[Opening Records for processing section]
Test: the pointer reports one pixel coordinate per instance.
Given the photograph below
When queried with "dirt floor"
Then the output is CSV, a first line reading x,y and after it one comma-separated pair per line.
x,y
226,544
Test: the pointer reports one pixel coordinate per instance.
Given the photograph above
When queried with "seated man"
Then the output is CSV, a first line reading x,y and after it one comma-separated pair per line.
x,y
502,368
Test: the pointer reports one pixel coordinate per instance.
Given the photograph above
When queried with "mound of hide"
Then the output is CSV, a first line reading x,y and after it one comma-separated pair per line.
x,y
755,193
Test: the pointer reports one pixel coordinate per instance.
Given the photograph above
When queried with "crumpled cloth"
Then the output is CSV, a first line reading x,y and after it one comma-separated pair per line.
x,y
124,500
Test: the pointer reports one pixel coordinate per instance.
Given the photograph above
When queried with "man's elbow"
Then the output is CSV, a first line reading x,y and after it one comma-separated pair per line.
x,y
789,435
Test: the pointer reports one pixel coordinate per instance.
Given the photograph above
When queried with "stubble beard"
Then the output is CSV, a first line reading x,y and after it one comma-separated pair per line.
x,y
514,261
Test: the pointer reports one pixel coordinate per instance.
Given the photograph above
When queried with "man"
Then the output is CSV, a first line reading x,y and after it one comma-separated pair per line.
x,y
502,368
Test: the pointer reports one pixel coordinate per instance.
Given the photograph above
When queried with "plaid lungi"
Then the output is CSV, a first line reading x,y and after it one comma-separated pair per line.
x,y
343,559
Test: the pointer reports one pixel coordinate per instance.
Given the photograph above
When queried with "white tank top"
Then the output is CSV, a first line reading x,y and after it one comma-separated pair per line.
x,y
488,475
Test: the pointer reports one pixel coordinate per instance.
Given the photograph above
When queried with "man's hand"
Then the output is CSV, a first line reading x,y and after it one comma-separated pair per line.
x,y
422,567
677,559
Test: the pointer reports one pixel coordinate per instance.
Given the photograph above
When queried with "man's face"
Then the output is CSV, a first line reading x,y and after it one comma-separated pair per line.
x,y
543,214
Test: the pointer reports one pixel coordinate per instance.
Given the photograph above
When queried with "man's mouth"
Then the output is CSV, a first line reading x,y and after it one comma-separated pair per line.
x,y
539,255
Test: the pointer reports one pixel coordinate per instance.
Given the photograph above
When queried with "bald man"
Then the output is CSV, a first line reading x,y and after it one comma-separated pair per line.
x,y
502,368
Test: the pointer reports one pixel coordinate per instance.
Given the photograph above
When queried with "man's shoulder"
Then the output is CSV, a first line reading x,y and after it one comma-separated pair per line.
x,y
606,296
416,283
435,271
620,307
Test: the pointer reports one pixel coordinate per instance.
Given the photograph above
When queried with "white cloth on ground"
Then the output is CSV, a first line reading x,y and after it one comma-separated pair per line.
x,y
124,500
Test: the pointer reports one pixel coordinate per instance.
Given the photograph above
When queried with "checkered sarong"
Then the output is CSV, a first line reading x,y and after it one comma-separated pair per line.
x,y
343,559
[Closing Records for processing section]
▶ Task directions:
Please repeat the entries above exactly as they read.

▶ Response:
Test: the pointer reports one pixel coordinate per instance.
Given the photograph below
When queried with "dirt floor"
Then the output is CSV, a first line reading x,y and after it one comma-separated pair per line.
x,y
226,544
Test: the pointer reports one pixel coordinate per instance.
Given the photograph above
When queried with "seated man"
Then the output is CSV, a first line reading x,y and after it one comma-separated pair per line.
x,y
502,368
Test: the pointer reports one pixel coordinate per instance.
Given the photograph above
When queried with "mound of hide"
Then the output is CSV, a first line reading x,y and after it one comma-separated pair per line.
x,y
755,193
Test: the pointer reports one pixel coordinate per instance.
Given the photograph above
When queried with "crumpled cloth"
Then the output is CSV, a first line reading x,y and after it one comma-separated pair per line.
x,y
124,500
Test: the pointer reports one pixel coordinate per instance.
Given the photograph above
When queried with "man's elbow"
Then the output is CSV, a first line reading x,y and after it one comma-separated pair per line.
x,y
789,435
Test: the pointer reports one pixel coordinate per instance.
Given the photograph above
When queried with "stubble beard"
Then the output is CSV, a first line reading x,y and after it one comma-separated pair per line.
x,y
514,261
Test: the pointer reports one pixel coordinate per instance.
Given the photograph above
When queried with "man"
Then the output is CSV, a first line reading x,y and after it one comma-separated pair per line.
x,y
502,368
Test: the pointer reports one pixel coordinate per instance.
Given the photograph above
When queried with "plaid lungi"
Then the output is CSV, a first line reading x,y and after it one comma-separated pair per line.
x,y
343,559
Test: the pointer reports one pixel coordinate per instance.
Given the photograph above
When queried with "white tank top"
Then the output is CSV, a first line reading x,y and after it one comma-separated pair per line.
x,y
488,475
Test: the pointer reports one pixel coordinate per instance.
Given the photograph above
When queried with "man's hand"
Then the output is CSV, a first line reading x,y and after it one comma-separated pair per line.
x,y
422,567
677,559
Test: the pointer reports one pixel coordinate per instance.
Given the photograph above
When queried with "man's face"
Then the output is CSV, a first line reading x,y and after it one comma-separated pair per line.
x,y
543,214
Test: the pointer reports one pixel coordinate per instance.
Given the photograph above
When queried with "man's mouth"
Then the output is CSV, a first line reading x,y and after it one comma-separated pair per line.
x,y
539,255
Test: the pointer reports one pixel coordinate per instance.
Given the photograph above
When queried with "bald man"
Then the output is CSV, a first line reading x,y and after it one comma-separated pair per line.
x,y
502,368
Test: the pointer reports one pixel coordinate per instance.
Given the photograph above
When queried with "man's shoulder"
Then the output is CSV, a first line reading x,y and after it one comma-separated pair per line.
x,y
606,296
416,283
435,271
620,307
Test: the pointer reports one pixel coordinate per instance.
Given the photograph above
When queried with "white cloth on ground"
Then the output is CSV, a first line reading x,y and after it one comma-separated pair per line.
x,y
124,500
Test: the pointer reports one pixel coordinate per instance.
Given the photograph above
When queried with "checkered sarong"
Then the output is CSV, a first line reading x,y and after it one comma-separated pair per line.
x,y
343,559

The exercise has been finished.